Dataset records on object locations
■ ■ ■ ■

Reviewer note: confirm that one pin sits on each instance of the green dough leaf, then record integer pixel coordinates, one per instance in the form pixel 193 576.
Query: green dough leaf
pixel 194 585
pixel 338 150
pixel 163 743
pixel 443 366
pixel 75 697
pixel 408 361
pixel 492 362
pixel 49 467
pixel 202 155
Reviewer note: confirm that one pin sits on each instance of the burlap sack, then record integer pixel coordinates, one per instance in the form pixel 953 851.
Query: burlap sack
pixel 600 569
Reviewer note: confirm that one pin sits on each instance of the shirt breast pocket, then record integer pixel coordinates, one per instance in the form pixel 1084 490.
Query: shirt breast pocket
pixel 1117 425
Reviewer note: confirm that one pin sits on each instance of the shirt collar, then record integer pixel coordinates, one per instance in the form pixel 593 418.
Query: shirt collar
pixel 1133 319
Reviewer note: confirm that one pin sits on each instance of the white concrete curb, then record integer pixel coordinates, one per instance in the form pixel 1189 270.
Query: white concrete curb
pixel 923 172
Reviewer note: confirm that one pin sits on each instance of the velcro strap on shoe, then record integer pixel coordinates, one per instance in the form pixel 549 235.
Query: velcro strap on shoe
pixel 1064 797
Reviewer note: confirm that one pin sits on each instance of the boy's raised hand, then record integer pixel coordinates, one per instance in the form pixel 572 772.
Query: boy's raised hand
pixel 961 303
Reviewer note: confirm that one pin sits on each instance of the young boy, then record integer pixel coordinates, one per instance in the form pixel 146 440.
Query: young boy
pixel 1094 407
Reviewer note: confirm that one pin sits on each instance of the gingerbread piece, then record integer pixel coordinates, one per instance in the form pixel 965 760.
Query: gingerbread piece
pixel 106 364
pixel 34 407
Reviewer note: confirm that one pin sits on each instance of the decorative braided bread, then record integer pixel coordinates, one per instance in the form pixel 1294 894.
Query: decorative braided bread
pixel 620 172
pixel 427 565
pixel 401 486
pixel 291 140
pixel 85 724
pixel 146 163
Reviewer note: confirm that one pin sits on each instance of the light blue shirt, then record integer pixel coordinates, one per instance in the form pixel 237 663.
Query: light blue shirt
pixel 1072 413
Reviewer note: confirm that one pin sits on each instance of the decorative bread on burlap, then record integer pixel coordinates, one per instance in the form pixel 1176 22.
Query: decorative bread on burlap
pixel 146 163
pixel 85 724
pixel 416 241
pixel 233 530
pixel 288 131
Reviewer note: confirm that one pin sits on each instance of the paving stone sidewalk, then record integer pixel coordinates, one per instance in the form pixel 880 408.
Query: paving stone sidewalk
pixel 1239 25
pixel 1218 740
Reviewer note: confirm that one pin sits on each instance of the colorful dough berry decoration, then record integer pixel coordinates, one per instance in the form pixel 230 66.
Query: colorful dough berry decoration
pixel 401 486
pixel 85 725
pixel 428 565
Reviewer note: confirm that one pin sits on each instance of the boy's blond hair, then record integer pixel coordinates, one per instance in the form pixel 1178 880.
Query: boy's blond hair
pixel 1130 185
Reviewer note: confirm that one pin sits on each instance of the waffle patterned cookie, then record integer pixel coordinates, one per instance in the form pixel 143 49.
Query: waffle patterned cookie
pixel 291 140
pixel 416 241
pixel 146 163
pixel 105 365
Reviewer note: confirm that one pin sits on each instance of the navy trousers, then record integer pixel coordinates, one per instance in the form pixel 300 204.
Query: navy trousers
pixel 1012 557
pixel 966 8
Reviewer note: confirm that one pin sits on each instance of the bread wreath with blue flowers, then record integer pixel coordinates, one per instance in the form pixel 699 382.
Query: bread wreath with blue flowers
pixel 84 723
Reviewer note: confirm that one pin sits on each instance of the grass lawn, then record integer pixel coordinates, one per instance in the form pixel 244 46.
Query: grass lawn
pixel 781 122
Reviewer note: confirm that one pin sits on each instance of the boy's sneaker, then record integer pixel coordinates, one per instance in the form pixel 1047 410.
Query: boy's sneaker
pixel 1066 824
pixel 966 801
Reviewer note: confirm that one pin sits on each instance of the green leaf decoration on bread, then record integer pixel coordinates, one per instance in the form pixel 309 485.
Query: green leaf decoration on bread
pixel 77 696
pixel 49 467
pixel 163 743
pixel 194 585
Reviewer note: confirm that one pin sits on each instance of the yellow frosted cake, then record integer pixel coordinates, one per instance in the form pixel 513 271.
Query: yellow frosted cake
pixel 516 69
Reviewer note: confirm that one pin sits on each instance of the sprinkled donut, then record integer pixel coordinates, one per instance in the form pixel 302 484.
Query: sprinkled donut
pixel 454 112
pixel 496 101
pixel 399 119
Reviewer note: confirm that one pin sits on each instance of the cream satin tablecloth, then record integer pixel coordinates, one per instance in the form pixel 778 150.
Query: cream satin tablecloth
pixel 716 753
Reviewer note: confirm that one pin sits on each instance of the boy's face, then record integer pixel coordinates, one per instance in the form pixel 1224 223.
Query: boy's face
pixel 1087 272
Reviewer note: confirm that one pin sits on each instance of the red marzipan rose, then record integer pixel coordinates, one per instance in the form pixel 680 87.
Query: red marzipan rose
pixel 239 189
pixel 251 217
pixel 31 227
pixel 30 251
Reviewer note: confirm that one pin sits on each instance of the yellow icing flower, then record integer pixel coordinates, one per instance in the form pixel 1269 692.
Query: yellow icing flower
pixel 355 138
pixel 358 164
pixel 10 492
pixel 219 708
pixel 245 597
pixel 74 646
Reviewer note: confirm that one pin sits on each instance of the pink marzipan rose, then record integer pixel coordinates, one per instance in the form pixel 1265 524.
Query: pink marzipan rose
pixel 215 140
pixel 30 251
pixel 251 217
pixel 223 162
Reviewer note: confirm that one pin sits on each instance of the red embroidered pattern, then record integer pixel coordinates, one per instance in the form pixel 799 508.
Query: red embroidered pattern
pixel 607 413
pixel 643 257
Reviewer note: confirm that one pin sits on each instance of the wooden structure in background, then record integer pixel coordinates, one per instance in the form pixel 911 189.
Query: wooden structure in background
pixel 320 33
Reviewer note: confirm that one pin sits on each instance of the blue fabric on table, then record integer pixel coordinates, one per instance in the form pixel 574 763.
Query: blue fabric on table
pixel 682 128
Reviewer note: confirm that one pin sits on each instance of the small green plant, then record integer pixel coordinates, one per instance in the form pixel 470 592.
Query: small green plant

■ ■ ■ ■

- [TASK INSTRUCTIONS]: Give all of the records above as a JSON list of strings, one string for each line, with blank lines omitted.

- [CORRECT OUTPUT]:
[
  "Reviewer note: confirm that one pin sits on each instance of the green dough leaf, then record integer pixel coordinates, one per instance in the form pixel 193 576.",
  "Query: green dough leaf",
  "pixel 194 585",
  "pixel 338 150",
  "pixel 163 743",
  "pixel 443 366",
  "pixel 75 697",
  "pixel 408 361",
  "pixel 492 362",
  "pixel 49 467",
  "pixel 202 155",
  "Reviewer note: confirm that one pin sits on each instance of the burlap sack, then record integer pixel coordinates, one per instance in the form pixel 953 851.",
  "Query: burlap sack",
  "pixel 600 569",
  "Reviewer note: confirm that one pin sits on each instance of the shirt breast pocket, then record integer pixel coordinates, one per instance in the form pixel 1084 490.",
  "Query: shirt breast pocket",
  "pixel 1117 425",
  "Reviewer note: confirm that one pin sits on each instance of the shirt collar, then record integer pixel coordinates, one per instance in the form pixel 593 418.",
  "Query: shirt collar",
  "pixel 1133 319",
  "Reviewer note: confirm that one pin sits on each instance of the white concrete curb, then record integer pixel coordinates, one per instance in the form pixel 1189 270.",
  "Query: white concrete curb",
  "pixel 923 172",
  "Reviewer note: confirm that one pin sits on each instance of the velcro strap on shoe, then record integer pixel coordinates, one per instance in the form pixel 549 235.",
  "Query: velcro strap on shoe",
  "pixel 1064 797",
  "Reviewer note: confirm that one pin sits on each instance of the boy's raised hand, then record integer pixel coordinates, one per instance in the form pixel 572 772.",
  "Query: boy's raised hand",
  "pixel 961 303",
  "Reviewer note: confirm that one pin sits on each instance of the young boy, then record integer pixel coordinates, one per instance in the form pixel 146 440.",
  "Query: young boy",
  "pixel 1094 407",
  "Reviewer note: confirm that one pin sits on each instance of the gingerbread piece, then record integer pixel coordinates, one per instance in the form pixel 965 760.",
  "Query: gingerbread piece",
  "pixel 106 364",
  "pixel 34 407",
  "Reviewer note: confirm that one pin sits on each instance of the decorative braided bread, then record integer pixel coordinates, one per instance in the form pixel 1294 894.",
  "Query: decorative braided bread",
  "pixel 620 172",
  "pixel 427 565",
  "pixel 401 486",
  "pixel 291 140",
  "pixel 85 724",
  "pixel 146 163",
  "Reviewer note: confirm that one pin sits on each instance of the light blue shirt, then record integer pixel coordinates, one per instance in the form pixel 237 663.",
  "Query: light blue shirt",
  "pixel 1072 413",
  "Reviewer note: confirm that one pin sits on each instance of the decorative bread on burlap, then record integer pixel coordinates, one per instance in the form pixel 1176 22.",
  "Query: decorative bread on burlap",
  "pixel 146 163",
  "pixel 85 724",
  "pixel 416 241",
  "pixel 233 530",
  "pixel 288 131",
  "Reviewer note: confirm that one pin sits on each instance of the paving stone sidewalk, then record integer pixel coordinates, one per instance in the form pixel 880 408.",
  "Query: paving stone sidewalk",
  "pixel 1239 25",
  "pixel 1218 740",
  "Reviewer note: confirm that one pin sits on each instance of the colorful dough berry decoration, then record integer pixel coordinates, one per instance in the form pixel 230 66.",
  "Query: colorful dough berry decoration",
  "pixel 401 486",
  "pixel 85 725",
  "pixel 428 565",
  "Reviewer note: confirm that one pin sits on each instance of the boy's blond hair, then record integer pixel coordinates, one per instance in the form pixel 1178 880.",
  "Query: boy's blond hair",
  "pixel 1130 185",
  "Reviewer note: confirm that one pin sits on each instance of the waffle patterned cookie, then record integer pixel coordinates, one per instance in the form pixel 143 49.",
  "Query: waffle patterned cookie",
  "pixel 291 140",
  "pixel 416 241",
  "pixel 146 163",
  "pixel 105 365",
  "Reviewer note: confirm that one pin sits on each instance of the navy trousers, then record integer pixel coordinates, one per instance in the form pixel 300 204.",
  "Query: navy trousers",
  "pixel 1012 557",
  "pixel 966 8",
  "Reviewer note: confirm that one pin sits on each instance of the bread wreath with blue flowers, then record integer pixel coordinates, one per instance in the form pixel 699 382.",
  "Query: bread wreath with blue flowers",
  "pixel 84 723",
  "Reviewer note: confirm that one pin sits on each instance of the grass lawn, then record integer pixel coordinates, one per instance in the form pixel 244 46.",
  "Query: grass lawn",
  "pixel 781 122",
  "Reviewer note: confirm that one pin sits on each instance of the boy's sneaker, then record integer pixel coordinates, one per instance in the form pixel 1047 410.",
  "Query: boy's sneaker",
  "pixel 1066 824",
  "pixel 966 801",
  "Reviewer note: confirm that one pin sits on each instance of the green leaf decoration on bread, then record integer pixel coordinates, one per instance in the form pixel 309 485.",
  "Query: green leaf decoration on bread",
  "pixel 77 696",
  "pixel 49 467",
  "pixel 163 743",
  "pixel 194 585",
  "Reviewer note: confirm that one pin sits on each instance of the yellow frosted cake, then record integer pixel coordinates, one per instance in the form pixel 513 271.",
  "Query: yellow frosted cake",
  "pixel 516 69",
  "Reviewer note: confirm that one pin sits on each instance of the sprinkled donut, then record integer pixel coordinates, one per instance in the form pixel 302 484.",
  "Query: sprinkled donut",
  "pixel 454 112",
  "pixel 496 101",
  "pixel 399 119",
  "Reviewer note: confirm that one pin sits on each instance of the cream satin tablecloth, then record integer pixel coordinates, one per instance in the form pixel 778 150.",
  "Query: cream satin tablecloth",
  "pixel 716 753",
  "Reviewer note: confirm that one pin sits on each instance of the boy's face, then record integer pixel coordinates, one per instance in the form pixel 1224 223.",
  "Query: boy's face",
  "pixel 1087 272",
  "Reviewer note: confirm that one pin sits on each instance of the red marzipan rose, then record integer pixel coordinates, one per instance in the form pixel 680 87.",
  "Query: red marzipan rose",
  "pixel 239 189",
  "pixel 251 217",
  "pixel 31 227",
  "pixel 30 251",
  "Reviewer note: confirm that one pin sits on each instance of the yellow icing flower, then record integer pixel coordinates, one per instance in the form pixel 1269 692.",
  "Query: yellow icing flower",
  "pixel 355 138",
  "pixel 358 164",
  "pixel 10 492",
  "pixel 219 708",
  "pixel 245 597",
  "pixel 74 646",
  "Reviewer note: confirm that one pin sits on each instance of the pink marzipan rose, then record integer pixel coordinates, one per instance in the form pixel 1265 524.",
  "Query: pink marzipan rose",
  "pixel 215 140",
  "pixel 30 251",
  "pixel 251 217",
  "pixel 223 162",
  "Reviewer note: confirm that one pin sits on each instance of the red embroidered pattern, then record integer pixel coordinates, one per instance in the form pixel 799 508.",
  "Query: red embroidered pattern",
  "pixel 607 413",
  "pixel 643 257",
  "Reviewer note: confirm that one pin sits on each instance of the wooden structure in background, then record integer pixel coordinates, one per instance in the form pixel 911 189.",
  "Query: wooden structure in background",
  "pixel 320 33",
  "Reviewer note: confirm that one pin sits on each instance of the blue fabric on table, then record integer pixel coordinates, one per instance in the form pixel 574 763.",
  "Query: blue fabric on table",
  "pixel 682 128",
  "Reviewer note: confirm that one pin sits on each instance of the small green plant, then record integer pixel coordinates, one per instance in the form pixel 470 592.",
  "Query: small green plant"
]